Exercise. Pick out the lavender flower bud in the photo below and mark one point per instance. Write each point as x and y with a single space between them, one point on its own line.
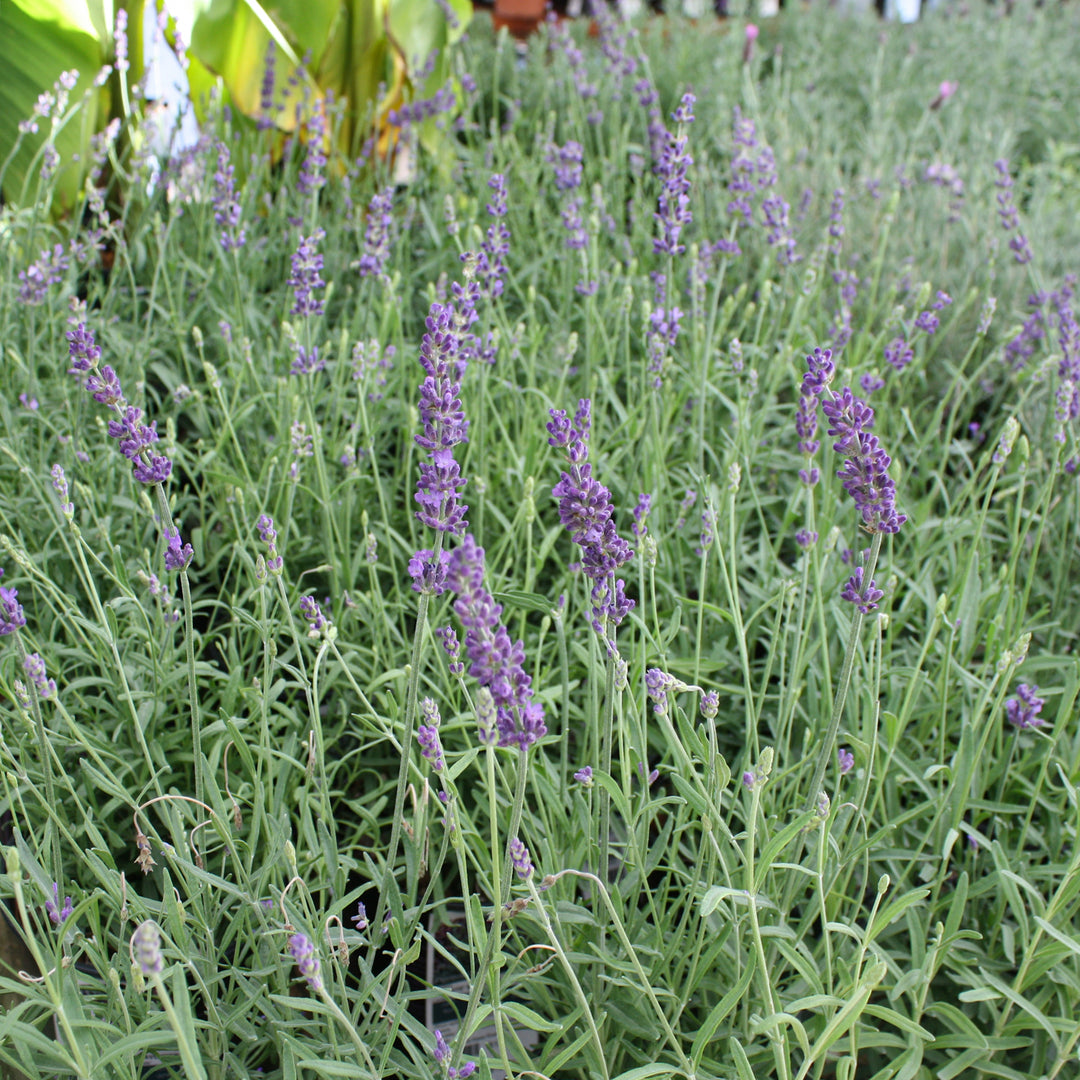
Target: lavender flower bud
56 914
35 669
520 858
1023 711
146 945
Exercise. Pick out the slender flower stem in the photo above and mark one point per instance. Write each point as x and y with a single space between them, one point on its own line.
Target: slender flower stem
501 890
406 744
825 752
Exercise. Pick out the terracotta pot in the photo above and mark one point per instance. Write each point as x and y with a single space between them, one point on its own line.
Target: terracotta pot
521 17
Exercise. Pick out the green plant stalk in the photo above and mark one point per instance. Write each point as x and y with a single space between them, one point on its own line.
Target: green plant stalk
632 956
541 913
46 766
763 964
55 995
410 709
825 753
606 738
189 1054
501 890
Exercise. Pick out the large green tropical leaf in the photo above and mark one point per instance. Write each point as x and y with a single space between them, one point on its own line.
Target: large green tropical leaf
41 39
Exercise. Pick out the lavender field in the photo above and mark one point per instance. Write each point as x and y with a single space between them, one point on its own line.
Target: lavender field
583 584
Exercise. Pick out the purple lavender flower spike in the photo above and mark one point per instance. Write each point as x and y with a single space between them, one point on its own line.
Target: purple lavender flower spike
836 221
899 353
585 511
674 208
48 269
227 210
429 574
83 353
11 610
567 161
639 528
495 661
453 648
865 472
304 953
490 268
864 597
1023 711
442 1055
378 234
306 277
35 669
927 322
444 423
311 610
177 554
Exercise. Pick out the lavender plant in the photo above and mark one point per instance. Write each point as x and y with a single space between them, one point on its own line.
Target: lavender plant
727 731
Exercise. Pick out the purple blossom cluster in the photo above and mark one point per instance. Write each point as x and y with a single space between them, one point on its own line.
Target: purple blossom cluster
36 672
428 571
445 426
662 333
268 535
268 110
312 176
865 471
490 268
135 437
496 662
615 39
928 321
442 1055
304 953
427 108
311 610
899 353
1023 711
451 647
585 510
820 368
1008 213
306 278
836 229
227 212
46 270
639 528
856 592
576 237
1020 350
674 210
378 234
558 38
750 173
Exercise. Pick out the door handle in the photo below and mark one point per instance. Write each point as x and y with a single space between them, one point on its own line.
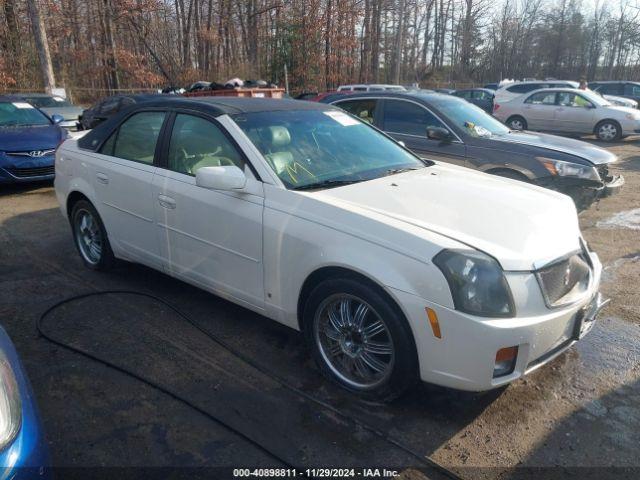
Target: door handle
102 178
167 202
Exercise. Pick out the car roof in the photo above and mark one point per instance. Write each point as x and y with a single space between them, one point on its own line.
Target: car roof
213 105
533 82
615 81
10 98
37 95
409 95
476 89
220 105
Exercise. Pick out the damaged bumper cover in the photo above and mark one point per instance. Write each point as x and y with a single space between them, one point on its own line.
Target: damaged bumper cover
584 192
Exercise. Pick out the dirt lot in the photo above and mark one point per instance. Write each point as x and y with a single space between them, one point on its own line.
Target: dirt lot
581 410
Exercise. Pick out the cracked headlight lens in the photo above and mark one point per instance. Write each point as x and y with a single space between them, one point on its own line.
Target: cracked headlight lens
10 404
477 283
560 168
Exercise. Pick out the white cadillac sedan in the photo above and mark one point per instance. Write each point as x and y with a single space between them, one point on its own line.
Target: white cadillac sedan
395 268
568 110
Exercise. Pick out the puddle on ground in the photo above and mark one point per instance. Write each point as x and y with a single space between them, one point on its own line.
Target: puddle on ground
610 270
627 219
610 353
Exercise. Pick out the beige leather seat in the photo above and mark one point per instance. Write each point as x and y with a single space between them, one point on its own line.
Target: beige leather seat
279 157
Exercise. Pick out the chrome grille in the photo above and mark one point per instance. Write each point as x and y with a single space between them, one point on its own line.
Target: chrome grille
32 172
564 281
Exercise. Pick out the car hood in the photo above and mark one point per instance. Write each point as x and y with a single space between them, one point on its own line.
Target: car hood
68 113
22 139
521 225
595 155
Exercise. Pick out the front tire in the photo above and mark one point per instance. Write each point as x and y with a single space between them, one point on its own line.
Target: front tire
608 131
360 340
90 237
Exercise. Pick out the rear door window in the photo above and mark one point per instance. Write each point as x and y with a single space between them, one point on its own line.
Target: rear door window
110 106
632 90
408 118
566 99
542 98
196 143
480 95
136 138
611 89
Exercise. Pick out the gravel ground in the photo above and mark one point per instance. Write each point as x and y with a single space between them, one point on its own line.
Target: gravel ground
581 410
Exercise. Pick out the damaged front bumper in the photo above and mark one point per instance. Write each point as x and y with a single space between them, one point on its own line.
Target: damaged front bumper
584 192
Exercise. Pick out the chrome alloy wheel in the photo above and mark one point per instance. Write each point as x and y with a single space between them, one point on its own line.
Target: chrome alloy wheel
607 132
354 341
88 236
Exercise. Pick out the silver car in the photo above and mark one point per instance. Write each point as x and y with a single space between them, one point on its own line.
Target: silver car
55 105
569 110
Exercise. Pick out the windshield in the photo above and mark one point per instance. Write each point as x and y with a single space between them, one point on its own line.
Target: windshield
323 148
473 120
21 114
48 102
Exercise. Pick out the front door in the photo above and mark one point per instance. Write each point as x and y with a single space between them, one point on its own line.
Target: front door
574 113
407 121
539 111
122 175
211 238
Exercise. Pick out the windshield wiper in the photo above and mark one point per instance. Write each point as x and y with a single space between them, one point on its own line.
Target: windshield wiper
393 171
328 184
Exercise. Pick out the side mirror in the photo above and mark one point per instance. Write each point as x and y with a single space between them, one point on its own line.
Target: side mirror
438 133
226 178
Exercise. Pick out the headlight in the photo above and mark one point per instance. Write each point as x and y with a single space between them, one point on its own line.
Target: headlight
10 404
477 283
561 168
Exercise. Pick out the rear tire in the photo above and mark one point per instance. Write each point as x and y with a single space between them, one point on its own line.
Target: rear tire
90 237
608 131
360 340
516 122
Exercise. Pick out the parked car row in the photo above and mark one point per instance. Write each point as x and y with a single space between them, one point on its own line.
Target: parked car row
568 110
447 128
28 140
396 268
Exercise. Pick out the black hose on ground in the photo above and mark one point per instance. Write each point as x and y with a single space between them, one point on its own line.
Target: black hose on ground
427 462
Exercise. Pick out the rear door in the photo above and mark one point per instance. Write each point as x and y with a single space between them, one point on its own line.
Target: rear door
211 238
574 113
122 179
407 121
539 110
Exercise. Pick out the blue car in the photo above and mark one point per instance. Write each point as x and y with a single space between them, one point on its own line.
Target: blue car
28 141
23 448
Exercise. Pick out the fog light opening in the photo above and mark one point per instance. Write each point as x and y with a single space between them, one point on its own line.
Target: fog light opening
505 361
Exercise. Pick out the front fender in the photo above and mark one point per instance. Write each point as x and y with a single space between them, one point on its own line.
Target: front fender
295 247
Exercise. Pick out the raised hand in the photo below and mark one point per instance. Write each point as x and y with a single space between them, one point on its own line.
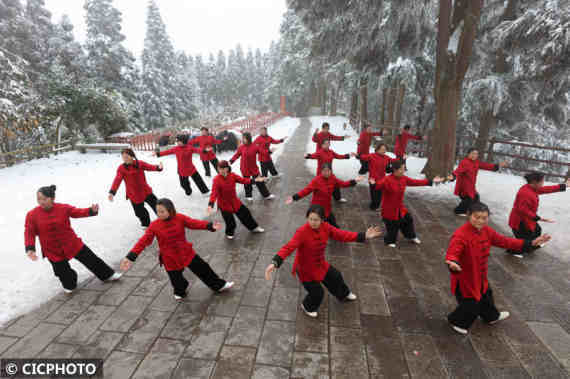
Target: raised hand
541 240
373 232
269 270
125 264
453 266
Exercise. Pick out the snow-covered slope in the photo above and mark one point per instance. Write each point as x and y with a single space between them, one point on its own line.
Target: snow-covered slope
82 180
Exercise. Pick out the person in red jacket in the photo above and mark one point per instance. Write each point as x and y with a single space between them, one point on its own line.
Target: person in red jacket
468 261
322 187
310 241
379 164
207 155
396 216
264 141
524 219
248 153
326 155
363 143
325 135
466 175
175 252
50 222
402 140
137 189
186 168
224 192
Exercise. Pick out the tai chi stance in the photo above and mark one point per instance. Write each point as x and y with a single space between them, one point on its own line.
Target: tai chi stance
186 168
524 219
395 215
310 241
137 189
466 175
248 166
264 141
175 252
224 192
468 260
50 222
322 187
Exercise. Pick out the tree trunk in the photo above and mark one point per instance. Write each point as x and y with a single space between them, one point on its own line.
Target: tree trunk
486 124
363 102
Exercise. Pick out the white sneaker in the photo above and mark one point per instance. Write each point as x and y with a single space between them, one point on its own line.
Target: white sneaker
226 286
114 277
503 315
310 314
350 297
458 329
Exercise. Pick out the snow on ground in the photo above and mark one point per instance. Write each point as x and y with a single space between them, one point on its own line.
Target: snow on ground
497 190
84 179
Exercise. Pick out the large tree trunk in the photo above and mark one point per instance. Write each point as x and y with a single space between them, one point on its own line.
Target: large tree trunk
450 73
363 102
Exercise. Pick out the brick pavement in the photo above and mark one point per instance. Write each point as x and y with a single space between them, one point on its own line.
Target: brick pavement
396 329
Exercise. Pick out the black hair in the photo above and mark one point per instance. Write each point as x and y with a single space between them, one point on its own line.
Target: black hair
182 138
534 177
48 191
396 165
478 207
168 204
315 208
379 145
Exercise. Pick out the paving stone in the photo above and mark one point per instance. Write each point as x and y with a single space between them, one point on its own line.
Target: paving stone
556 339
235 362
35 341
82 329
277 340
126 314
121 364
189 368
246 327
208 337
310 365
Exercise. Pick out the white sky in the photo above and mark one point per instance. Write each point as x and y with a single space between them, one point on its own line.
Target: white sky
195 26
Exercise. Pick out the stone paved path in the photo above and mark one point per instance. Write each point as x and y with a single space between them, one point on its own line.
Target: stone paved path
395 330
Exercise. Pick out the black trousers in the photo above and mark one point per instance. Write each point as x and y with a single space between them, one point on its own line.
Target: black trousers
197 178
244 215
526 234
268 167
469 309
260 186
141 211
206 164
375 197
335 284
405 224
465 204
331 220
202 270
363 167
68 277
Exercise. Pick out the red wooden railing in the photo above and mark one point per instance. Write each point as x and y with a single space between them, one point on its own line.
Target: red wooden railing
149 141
━━━━━━━━━━
▸ **Exercise brief**
Give again, word for word, every line from the one holding "Exercise. Pick out the stone" to the end of the data.

▸ **Task answer**
Exercise. Pick out the stone paved path in the photo above and mark one point per instance. Write each point as x and y with a single space between them, one point on its own line.
Target: stone paved path
395 330
Exercise. Pick out the black trousers in the photo above and mark one point per instance. Write each point as x and y with a single space between them, one point on its own line.
Target: black trousers
197 178
244 215
526 234
268 167
469 309
260 186
141 211
206 164
375 197
335 284
405 224
465 204
331 220
202 270
363 167
68 277
Exercise. Pick out the red wooden railing in the photo above and mark one point per instance. Write each point as x and y with a single space between them, one point on its own line.
Target: red wooden railing
149 141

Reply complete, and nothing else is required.